## What the task asks
Reproduce exactly the line in which "formatted like [916,331]." occurs and all the lines after it, ending with the last line.

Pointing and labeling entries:
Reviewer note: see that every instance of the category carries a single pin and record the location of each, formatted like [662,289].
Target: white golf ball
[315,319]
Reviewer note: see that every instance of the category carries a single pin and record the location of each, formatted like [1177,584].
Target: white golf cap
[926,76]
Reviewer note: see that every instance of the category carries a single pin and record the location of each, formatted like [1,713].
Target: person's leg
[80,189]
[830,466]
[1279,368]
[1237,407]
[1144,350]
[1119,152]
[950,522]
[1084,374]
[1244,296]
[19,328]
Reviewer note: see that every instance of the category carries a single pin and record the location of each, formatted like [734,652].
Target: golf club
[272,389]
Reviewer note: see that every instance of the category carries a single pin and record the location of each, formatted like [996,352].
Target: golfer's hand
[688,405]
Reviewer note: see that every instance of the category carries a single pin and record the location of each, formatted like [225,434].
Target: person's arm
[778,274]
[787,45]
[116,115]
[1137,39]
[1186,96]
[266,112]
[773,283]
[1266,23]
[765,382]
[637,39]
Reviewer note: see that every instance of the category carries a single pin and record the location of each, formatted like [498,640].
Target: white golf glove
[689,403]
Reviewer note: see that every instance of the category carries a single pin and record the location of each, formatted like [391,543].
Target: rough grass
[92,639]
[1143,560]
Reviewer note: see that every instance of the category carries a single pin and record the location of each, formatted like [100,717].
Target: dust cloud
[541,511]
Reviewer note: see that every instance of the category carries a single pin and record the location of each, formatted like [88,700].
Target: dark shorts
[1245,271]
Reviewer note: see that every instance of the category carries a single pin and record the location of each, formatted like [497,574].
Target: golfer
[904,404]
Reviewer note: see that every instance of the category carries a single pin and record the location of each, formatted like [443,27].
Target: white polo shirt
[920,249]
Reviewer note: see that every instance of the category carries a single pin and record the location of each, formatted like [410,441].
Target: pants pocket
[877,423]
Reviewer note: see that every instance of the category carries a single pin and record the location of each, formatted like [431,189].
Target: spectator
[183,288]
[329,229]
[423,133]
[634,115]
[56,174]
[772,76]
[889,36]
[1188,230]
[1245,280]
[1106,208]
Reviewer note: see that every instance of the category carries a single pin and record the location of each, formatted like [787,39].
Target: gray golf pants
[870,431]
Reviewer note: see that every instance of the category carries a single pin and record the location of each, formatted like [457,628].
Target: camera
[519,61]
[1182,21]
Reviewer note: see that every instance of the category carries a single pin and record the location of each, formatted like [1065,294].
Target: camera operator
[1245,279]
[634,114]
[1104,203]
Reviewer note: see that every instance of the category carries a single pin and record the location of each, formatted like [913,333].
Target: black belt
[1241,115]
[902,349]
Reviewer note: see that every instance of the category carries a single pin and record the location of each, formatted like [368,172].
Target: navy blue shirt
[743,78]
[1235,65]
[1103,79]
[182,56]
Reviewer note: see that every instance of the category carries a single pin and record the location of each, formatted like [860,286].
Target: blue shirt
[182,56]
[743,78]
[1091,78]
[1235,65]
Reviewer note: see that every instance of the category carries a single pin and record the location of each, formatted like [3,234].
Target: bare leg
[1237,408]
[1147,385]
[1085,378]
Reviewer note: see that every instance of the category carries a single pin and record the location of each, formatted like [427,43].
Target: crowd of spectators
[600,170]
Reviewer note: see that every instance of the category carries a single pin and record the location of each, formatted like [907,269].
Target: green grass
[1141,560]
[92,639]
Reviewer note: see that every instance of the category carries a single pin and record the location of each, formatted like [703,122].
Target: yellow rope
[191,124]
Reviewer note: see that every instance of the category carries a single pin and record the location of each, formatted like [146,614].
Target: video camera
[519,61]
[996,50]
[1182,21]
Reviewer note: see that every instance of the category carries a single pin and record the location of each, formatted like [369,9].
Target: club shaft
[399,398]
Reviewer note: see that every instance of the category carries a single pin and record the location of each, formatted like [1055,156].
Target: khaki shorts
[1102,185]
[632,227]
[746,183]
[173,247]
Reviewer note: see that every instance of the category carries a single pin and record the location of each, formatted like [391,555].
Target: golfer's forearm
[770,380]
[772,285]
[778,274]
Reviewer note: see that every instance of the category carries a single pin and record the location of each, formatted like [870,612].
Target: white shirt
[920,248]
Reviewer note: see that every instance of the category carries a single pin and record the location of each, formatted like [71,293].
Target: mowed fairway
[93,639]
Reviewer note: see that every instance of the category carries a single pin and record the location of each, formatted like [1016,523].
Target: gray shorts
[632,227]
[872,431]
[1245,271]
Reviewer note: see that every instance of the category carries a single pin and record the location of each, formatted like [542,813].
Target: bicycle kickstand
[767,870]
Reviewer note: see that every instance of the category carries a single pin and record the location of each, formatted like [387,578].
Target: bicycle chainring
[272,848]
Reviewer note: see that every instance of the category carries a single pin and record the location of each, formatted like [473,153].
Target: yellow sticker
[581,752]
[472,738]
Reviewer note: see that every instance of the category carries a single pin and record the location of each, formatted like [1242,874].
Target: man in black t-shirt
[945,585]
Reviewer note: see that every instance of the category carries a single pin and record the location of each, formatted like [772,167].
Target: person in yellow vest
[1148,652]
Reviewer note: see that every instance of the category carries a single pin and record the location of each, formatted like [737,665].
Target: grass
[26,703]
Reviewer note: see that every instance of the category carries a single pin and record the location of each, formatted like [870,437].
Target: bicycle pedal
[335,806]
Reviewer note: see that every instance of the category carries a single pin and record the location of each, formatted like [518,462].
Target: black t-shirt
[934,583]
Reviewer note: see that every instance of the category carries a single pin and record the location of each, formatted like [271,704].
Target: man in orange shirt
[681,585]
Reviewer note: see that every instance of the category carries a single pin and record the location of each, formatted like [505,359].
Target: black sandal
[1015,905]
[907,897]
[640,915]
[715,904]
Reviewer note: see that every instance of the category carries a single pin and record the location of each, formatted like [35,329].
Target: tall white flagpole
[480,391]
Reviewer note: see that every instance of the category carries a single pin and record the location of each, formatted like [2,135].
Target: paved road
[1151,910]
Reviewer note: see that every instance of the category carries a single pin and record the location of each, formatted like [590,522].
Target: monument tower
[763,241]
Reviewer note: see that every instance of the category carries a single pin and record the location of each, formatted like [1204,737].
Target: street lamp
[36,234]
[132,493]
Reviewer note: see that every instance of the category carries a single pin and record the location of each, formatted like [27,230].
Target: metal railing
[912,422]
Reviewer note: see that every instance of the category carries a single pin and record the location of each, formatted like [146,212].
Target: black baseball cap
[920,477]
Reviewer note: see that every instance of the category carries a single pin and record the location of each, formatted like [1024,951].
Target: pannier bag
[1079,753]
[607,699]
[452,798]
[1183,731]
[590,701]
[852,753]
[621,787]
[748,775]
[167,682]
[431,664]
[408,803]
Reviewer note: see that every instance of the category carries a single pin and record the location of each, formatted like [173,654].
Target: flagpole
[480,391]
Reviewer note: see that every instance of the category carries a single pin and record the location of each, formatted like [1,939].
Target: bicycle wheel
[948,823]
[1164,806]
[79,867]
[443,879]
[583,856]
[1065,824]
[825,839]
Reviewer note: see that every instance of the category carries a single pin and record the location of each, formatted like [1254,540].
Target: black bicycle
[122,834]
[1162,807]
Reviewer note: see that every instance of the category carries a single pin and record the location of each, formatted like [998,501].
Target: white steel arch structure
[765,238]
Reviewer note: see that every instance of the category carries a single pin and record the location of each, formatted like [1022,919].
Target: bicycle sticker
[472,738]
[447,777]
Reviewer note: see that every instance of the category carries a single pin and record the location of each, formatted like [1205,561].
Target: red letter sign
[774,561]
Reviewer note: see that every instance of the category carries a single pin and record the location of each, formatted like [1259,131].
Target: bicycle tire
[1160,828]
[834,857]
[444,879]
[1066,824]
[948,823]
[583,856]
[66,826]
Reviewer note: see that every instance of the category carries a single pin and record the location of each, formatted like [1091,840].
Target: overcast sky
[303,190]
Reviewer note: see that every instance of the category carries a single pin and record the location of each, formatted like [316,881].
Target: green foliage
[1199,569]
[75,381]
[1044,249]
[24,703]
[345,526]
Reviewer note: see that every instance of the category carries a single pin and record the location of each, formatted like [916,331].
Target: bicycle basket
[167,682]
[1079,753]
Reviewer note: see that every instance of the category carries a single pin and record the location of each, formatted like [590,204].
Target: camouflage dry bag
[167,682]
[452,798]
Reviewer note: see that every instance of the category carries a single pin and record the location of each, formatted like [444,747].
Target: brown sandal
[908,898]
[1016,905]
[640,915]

## Solution below
Reviewer note: see that every instance of the category carries a single pin and record the location of each, formatted like [916,331].
Target: bicycle basket
[167,682]
[1079,753]
Reviewer note: see that every instance of the category carries a single pin and record the location of each, formatted like [590,204].
Target: camouflage dry bag
[167,682]
[452,798]
Reviewer note: see that every instance of the category carries a single pin and record the location of each, formatted like [444,747].
Target: brown sandal
[908,898]
[1016,905]
[640,915]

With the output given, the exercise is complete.